## [Goal]
Recast these rows as a two-column CSV with the headers request and points, one line per row: the request text in the first field and its answer in the second, each field quoted and with its line breaks replaced by spaces.
____
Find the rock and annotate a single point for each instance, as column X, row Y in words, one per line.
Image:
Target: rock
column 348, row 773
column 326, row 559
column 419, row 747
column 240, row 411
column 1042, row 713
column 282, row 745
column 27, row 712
____
## [Exercise result]
request,points
"Find the rock and annotate a single point for each instance, as column X, row Y in words, one per line. Image: Target: rock","column 348, row 773 column 326, row 559 column 419, row 747 column 240, row 411 column 1042, row 713 column 282, row 745 column 27, row 712"